----- Working data -----

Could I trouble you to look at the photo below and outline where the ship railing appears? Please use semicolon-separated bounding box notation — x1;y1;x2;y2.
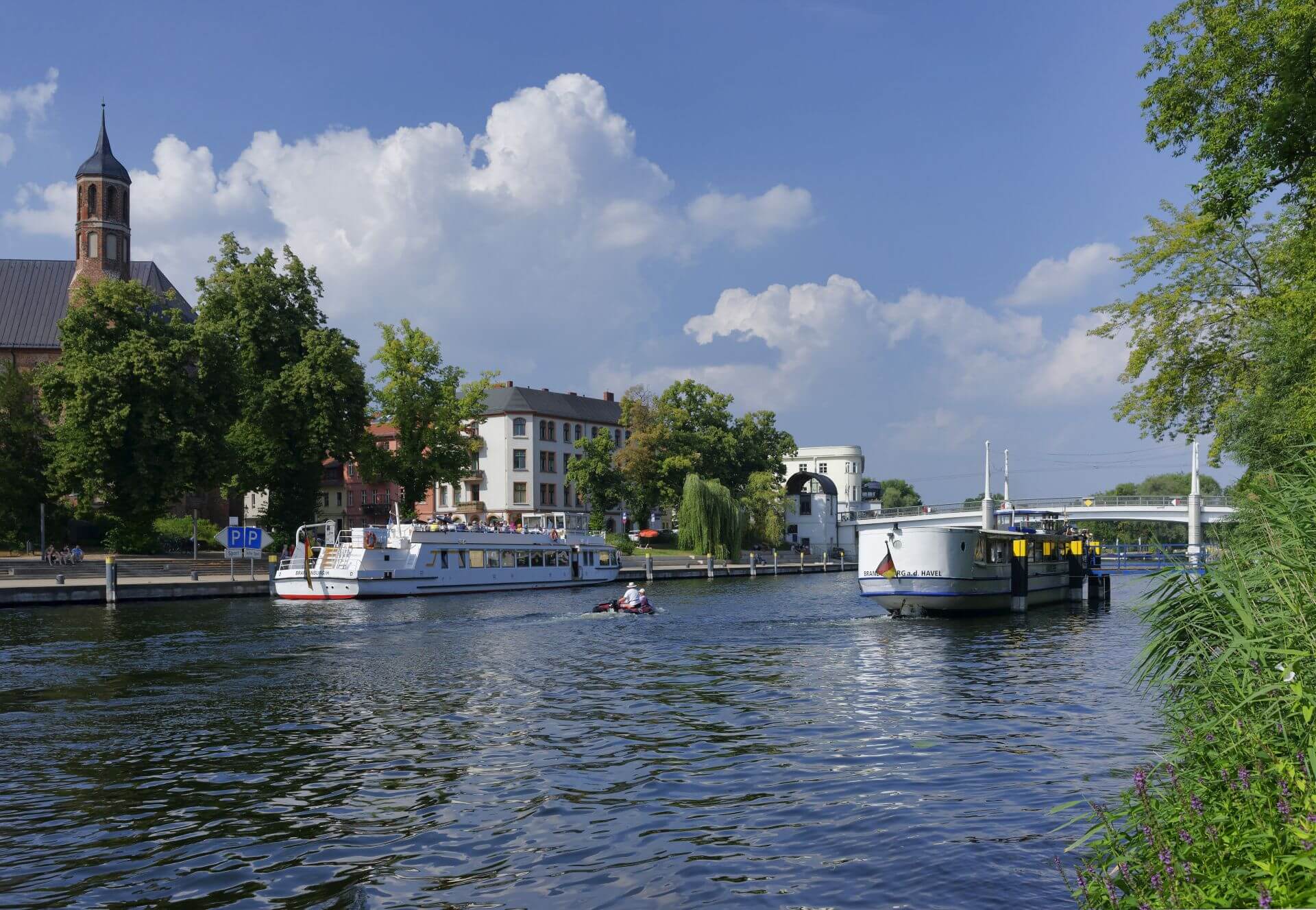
838;494;1234;521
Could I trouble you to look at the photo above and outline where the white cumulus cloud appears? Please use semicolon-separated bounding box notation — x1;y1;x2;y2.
4;74;812;383
0;67;59;165
1001;243;1120;307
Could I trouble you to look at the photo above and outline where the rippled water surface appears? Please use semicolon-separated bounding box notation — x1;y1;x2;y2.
0;573;1158;907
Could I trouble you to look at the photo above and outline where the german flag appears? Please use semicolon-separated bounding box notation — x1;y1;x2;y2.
878;544;897;578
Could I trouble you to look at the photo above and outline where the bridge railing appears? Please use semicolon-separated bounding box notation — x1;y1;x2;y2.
838;495;1233;521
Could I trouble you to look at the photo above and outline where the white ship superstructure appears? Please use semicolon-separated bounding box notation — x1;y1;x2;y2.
275;512;621;601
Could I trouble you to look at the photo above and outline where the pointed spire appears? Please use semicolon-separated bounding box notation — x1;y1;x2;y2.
77;101;133;183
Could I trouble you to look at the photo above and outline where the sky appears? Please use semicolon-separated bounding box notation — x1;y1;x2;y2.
0;0;1240;502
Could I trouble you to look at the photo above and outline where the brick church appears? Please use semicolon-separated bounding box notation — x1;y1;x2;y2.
0;106;192;369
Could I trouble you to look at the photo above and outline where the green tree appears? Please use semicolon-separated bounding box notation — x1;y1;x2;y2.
37;280;222;551
677;474;748;558
196;235;367;540
864;477;926;508
1140;0;1316;219
358;319;492;515
568;433;626;531
0;363;50;549
1093;203;1296;461
742;472;785;547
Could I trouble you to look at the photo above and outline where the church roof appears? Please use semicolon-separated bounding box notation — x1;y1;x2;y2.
0;259;193;349
485;385;621;424
77;107;133;183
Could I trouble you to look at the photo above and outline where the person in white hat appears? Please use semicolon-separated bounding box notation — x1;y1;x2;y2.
621;581;639;607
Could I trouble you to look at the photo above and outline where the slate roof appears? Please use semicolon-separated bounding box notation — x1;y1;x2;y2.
77;107;133;183
485;386;621;424
0;259;193;349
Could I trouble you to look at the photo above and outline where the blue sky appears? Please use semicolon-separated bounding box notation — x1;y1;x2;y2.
0;0;1237;501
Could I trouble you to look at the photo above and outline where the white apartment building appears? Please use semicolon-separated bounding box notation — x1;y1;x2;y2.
785;445;864;511
417;382;631;529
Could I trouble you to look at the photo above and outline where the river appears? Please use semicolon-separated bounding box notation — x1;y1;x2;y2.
0;573;1160;909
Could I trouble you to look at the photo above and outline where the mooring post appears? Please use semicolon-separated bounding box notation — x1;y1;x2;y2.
1010;538;1028;612
1064;538;1083;603
106;555;119;607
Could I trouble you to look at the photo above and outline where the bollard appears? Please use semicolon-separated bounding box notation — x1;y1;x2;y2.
106;555;119;607
1010;538;1028;612
1064;540;1083;603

-----

*Brief*: Please edit the records from the line containing "where the person" through the line containing "0;0;1237;501" by replacing "slate roof" with "tiled roof", keeping all else the same. Give back only those lines.

*Result of the task*:
Could I trouble you to look at the photo above and outline where the person in white hat appears? Please use semicolon-separated bounding box notation — x1;y1;x2;y2.
621;581;639;607
Could I trouble you to look at the photo above and outline where the tiled roof appears? Please use semicolon-separated bounding box notation — x1;y1;x2;y2.
77;107;133;183
485;386;621;424
0;259;193;349
Could I trouble you to look at the photo above and outline where the blue sky appears? Please use semicolon-separated bounding box notation — x1;y1;x2;y2.
0;0;1237;501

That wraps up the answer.